■ DATASET ENTRIES
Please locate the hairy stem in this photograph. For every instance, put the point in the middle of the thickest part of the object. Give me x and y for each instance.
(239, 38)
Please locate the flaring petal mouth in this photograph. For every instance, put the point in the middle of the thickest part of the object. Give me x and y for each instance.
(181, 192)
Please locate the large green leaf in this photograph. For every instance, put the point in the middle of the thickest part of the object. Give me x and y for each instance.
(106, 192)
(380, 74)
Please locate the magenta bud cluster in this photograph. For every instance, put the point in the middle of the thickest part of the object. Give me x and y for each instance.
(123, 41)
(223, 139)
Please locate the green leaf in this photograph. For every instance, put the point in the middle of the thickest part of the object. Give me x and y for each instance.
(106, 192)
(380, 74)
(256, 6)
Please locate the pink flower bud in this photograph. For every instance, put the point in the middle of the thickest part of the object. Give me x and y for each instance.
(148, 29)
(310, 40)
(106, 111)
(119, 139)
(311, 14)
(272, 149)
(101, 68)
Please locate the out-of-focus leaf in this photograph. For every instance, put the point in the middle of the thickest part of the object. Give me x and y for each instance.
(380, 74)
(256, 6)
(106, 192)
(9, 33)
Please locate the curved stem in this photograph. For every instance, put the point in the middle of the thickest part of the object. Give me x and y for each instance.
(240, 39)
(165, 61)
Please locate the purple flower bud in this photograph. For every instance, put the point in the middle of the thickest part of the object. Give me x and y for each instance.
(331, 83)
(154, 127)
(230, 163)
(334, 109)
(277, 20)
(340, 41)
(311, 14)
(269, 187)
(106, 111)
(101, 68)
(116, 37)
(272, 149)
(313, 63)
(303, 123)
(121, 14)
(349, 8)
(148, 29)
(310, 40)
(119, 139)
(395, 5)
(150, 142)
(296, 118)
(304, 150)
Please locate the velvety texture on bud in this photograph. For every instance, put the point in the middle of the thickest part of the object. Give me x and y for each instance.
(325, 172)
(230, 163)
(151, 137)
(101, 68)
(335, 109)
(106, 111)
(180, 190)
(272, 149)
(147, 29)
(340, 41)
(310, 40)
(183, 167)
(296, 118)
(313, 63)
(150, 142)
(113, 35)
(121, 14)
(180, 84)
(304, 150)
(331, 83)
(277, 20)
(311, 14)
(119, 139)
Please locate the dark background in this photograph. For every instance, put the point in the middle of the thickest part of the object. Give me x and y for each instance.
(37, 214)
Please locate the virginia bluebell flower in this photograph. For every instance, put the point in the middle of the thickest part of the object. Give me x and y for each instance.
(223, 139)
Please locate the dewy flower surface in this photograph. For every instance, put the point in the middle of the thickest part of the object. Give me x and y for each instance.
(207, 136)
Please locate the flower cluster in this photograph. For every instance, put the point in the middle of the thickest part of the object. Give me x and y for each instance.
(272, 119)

■ AIM
Repeat the listing exactly, from its first line to its last.

■ THE COMPLETED TASK
Please locate the hairy stem in this photograph. For every instance, put the point in the middle of the thickest part of the object. Give me x and y for each instance.
(239, 38)
Please locate the flaring petal mouth in this photograph. For every instance, put the point in the middle of the thickest part of the object. Give me x and y for each instance.
(181, 192)
Please locate the large green leaf in this photograph. For every instance, put the point in the middle of the thickest part of the object. Give me x and y for each instance.
(106, 192)
(380, 74)
Please locate the magenta bud cluster in this photograph. For every instance, put the point in the middle of the thickest part of the object. Give me x and y for each instance.
(123, 41)
(223, 139)
Please locate the green leaf in this photograph. For every instance, put the point in the middle of the thickest part of the object. Give me x and y for each instance.
(106, 192)
(380, 74)
(256, 6)
Please locate the pink flower bud in this photograph. For every instance, put the point in the middle of the thickest part of the object. Give me x and y for each instance.
(148, 29)
(310, 40)
(106, 111)
(119, 139)
(311, 14)
(272, 149)
(101, 68)
Please locate the out-of-focus leaf in this photograph. For every instance, put the point in the middle of the thickest part of the object. Give me x and y for each instance.
(380, 74)
(256, 6)
(106, 192)
(9, 33)
Please locate the curved stem in this photograph. For every instance, put the point in the middle of the thickest part of the object. Give me x and y for each instance.
(240, 39)
(165, 61)
Please locate the purple flower bud in this photograph. For every instance, put the point in the middle of the thickest part of the object. Give me x and y for each instance.
(331, 83)
(154, 127)
(230, 163)
(334, 109)
(277, 20)
(340, 41)
(311, 14)
(269, 187)
(106, 111)
(101, 68)
(116, 37)
(272, 149)
(313, 63)
(303, 123)
(121, 14)
(349, 8)
(148, 29)
(310, 40)
(119, 139)
(395, 5)
(150, 142)
(296, 118)
(304, 150)
Please locate the velvety texture on bud in this photograph. For every instance, put the point in the middle of the thickest part of the object. Give me x and y for each instance.
(325, 172)
(230, 163)
(151, 137)
(101, 68)
(335, 109)
(106, 111)
(180, 190)
(272, 149)
(147, 29)
(340, 41)
(310, 40)
(183, 167)
(296, 118)
(313, 63)
(150, 142)
(113, 35)
(121, 14)
(180, 84)
(304, 150)
(331, 83)
(277, 20)
(311, 14)
(119, 139)
Please locate the dark background in this photograph. For every instance, put the point in the middle of the thickest part of the object. Give me x and y for each instance.
(37, 214)
Please locate the virginia bluebell flower in this photograph. For every instance, put the point in the middle of the thickest part of the object. Give me x and y for each instance.
(223, 139)
Please locate the dewy flower surface in this photograph. For every instance, put the point in the middle of the thickest part of the object. Give me x and y for each instance.
(207, 136)
Please locate the flower cluster in this photograph. For every instance, put the point in the middle of the thickest part of the object. Give me x and y for each instance.
(272, 119)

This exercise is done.